Lay out the listing below as a Markdown table with the columns "No." and "Text". Begin at the line that has "Given the scene above, your job is to locate the wedding", stop after the line that has "[92,396,107,409]", number each line in order, and leave out blank lines.
## begin Given entries
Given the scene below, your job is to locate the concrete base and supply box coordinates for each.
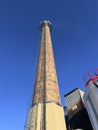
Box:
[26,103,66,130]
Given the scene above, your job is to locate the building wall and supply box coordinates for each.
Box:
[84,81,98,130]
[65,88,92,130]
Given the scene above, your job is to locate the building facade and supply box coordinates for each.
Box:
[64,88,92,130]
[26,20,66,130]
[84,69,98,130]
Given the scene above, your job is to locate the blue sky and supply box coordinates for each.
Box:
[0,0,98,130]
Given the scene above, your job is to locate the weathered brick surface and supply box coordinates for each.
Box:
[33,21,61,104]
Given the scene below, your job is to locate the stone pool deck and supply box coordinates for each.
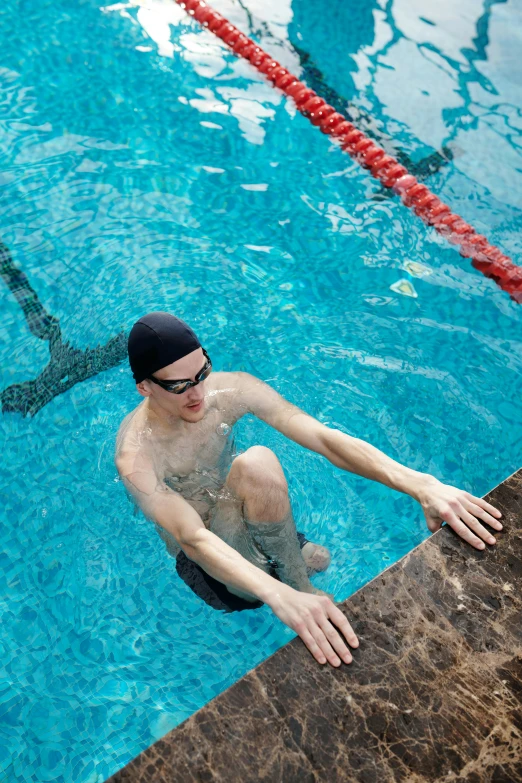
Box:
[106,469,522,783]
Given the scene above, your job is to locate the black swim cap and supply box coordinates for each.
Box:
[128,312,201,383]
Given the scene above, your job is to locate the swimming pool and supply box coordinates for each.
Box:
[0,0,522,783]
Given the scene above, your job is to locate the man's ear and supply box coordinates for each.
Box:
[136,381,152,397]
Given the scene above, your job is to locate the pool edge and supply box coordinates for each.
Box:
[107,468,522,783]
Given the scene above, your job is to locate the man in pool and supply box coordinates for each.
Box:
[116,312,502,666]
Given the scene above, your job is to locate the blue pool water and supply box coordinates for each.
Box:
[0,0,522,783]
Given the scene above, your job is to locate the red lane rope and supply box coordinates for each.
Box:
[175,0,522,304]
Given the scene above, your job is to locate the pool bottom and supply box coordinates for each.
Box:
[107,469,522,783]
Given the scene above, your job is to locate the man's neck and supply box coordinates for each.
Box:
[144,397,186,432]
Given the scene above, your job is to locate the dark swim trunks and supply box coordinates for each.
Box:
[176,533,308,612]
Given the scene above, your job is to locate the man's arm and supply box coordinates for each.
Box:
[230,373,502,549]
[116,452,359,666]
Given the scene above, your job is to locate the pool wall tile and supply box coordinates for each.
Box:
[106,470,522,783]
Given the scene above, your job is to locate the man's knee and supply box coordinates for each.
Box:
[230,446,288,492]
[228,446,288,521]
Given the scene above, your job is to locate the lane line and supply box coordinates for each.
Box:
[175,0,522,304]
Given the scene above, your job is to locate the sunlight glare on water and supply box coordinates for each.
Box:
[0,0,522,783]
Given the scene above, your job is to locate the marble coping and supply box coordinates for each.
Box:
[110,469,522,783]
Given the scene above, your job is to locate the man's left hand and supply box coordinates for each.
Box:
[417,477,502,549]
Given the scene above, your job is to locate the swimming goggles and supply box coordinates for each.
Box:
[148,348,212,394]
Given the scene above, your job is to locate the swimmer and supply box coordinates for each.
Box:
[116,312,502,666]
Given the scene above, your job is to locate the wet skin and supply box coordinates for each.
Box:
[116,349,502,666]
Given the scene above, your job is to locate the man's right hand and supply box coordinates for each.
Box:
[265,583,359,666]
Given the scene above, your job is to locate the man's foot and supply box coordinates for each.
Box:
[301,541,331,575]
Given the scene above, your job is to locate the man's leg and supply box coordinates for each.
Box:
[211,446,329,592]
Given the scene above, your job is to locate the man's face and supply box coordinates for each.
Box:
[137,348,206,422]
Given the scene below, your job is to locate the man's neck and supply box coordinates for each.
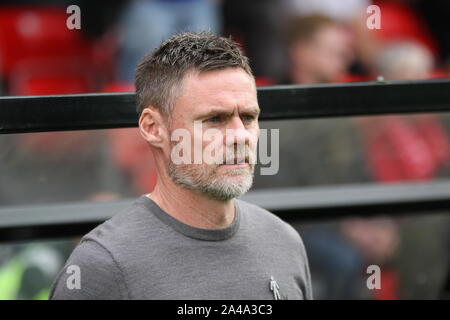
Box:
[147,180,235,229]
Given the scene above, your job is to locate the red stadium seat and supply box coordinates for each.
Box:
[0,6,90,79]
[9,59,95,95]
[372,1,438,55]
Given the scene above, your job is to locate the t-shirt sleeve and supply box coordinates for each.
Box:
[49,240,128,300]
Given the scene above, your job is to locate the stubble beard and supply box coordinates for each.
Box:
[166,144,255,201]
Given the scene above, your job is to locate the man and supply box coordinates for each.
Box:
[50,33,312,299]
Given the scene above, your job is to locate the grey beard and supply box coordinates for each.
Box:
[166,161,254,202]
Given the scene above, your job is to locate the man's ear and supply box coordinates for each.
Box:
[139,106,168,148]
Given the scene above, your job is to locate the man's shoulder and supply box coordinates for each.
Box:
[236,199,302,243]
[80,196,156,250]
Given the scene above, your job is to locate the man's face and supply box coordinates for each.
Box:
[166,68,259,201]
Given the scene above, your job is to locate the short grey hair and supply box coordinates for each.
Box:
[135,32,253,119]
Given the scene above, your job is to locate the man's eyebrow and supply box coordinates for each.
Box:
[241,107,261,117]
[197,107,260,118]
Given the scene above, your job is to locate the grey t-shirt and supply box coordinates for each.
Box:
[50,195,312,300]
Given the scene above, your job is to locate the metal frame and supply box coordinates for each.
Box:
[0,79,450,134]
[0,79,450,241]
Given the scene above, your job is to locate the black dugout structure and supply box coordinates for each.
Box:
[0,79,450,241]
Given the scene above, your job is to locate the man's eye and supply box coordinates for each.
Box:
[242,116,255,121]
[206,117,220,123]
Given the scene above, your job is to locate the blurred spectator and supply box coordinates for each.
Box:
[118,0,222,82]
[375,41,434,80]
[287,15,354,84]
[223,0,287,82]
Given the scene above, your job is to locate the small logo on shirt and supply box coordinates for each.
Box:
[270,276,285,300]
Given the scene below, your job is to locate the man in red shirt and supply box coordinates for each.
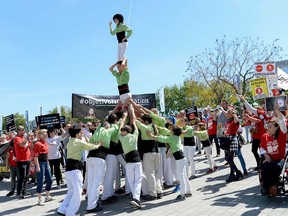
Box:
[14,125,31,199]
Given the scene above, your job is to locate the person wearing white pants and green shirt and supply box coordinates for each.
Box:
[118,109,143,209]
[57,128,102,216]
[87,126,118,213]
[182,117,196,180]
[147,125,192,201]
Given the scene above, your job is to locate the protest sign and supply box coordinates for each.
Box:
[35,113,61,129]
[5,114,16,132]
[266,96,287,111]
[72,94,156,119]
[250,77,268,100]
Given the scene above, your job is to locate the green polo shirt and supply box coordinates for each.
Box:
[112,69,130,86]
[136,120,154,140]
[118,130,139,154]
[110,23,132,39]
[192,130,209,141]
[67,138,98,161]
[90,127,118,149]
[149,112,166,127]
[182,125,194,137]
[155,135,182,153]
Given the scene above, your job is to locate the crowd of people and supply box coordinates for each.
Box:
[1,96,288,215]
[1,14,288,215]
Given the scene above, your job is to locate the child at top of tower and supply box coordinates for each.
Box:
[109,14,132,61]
## end Given entries
## begin Given entries
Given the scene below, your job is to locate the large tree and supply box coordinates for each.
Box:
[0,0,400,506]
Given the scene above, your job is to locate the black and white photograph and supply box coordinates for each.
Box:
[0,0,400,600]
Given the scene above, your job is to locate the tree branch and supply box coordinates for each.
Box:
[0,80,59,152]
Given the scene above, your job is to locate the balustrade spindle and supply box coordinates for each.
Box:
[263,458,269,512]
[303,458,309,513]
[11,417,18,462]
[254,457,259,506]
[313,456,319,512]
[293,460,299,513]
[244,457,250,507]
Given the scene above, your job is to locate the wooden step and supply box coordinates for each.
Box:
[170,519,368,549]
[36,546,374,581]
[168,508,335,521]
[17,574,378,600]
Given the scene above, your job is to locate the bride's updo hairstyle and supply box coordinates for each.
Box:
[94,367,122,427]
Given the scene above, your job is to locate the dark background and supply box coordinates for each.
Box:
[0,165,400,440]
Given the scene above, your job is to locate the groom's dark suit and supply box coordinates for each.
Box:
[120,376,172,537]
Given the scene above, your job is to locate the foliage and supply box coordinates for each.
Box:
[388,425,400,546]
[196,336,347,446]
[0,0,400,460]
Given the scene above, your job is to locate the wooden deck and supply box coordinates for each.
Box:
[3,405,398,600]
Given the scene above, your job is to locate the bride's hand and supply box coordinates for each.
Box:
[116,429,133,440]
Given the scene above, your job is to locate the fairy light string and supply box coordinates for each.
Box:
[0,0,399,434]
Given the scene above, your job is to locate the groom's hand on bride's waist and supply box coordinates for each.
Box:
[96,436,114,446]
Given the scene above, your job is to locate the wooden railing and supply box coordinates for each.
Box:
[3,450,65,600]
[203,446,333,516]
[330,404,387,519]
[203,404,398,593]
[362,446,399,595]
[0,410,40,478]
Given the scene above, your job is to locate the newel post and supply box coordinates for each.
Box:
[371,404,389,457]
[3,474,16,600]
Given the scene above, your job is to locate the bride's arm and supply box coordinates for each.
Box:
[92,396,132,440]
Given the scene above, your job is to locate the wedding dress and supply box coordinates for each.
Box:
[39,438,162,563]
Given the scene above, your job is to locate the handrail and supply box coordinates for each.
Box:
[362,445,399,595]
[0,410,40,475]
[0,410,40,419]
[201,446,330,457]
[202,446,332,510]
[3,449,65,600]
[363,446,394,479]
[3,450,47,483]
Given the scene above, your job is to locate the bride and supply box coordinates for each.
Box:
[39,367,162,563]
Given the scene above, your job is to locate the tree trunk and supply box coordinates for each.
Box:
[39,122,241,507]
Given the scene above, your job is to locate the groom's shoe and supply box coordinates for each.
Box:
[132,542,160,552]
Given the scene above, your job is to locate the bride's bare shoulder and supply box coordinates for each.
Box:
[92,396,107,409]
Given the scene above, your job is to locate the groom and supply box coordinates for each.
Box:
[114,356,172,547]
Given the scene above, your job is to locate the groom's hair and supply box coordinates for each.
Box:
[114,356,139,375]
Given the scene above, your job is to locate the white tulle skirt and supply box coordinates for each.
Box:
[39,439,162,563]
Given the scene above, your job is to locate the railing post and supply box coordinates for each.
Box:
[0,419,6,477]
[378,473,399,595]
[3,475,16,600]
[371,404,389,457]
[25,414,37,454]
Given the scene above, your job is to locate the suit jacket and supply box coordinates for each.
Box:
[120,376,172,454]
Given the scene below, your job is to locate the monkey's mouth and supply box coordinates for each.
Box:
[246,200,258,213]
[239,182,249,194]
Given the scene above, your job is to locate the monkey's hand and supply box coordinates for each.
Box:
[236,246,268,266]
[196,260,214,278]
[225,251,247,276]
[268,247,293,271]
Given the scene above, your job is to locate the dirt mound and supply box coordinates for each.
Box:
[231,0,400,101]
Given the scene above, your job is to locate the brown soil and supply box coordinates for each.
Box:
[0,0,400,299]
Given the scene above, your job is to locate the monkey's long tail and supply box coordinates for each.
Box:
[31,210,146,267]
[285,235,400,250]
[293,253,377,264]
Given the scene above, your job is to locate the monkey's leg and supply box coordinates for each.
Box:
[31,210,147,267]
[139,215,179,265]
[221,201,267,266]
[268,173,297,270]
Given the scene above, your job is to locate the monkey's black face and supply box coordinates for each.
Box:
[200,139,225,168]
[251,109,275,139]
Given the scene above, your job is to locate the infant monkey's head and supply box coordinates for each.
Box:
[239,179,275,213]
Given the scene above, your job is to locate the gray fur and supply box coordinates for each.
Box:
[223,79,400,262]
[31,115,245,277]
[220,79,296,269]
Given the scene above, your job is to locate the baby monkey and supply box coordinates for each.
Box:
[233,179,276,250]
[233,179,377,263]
## end Given entries
* **Task result**:
| No. | Text |
|---|---|
| 1 | Given the scene above, your job is to locate the wedding dress and supply box coordinates for each. |
| 2 | Box: |
| 3 | [39,438,162,563] |
| 4 | Given the scene above, your job is to locate the handrail and supply box coordinates for each. |
| 5 | Box: |
| 6 | [362,445,399,595] |
| 7 | [0,410,40,475] |
| 8 | [0,410,40,419] |
| 9 | [201,446,330,457] |
| 10 | [202,446,332,510] |
| 11 | [3,449,65,600] |
| 12 | [363,446,394,479] |
| 13 | [3,450,47,483] |
| 14 | Given the scene above, your job is to locate the bride and supply box coordinates for each. |
| 15 | Box: |
| 16 | [39,367,162,563] |
| 17 | Given the scene above, your job is to locate the tree trunk and supply box coordinates for each. |
| 18 | Box: |
| 19 | [39,122,241,507] |
| 20 | Given the scene above, your job is to locate the groom's shoe and supply box coordinates for each. |
| 21 | Box: |
| 22 | [132,542,160,552] |
| 23 | Given the scene above, your job is to locate the bride's bare shoulder and supply box coordinates for each. |
| 24 | Box: |
| 25 | [92,396,107,409] |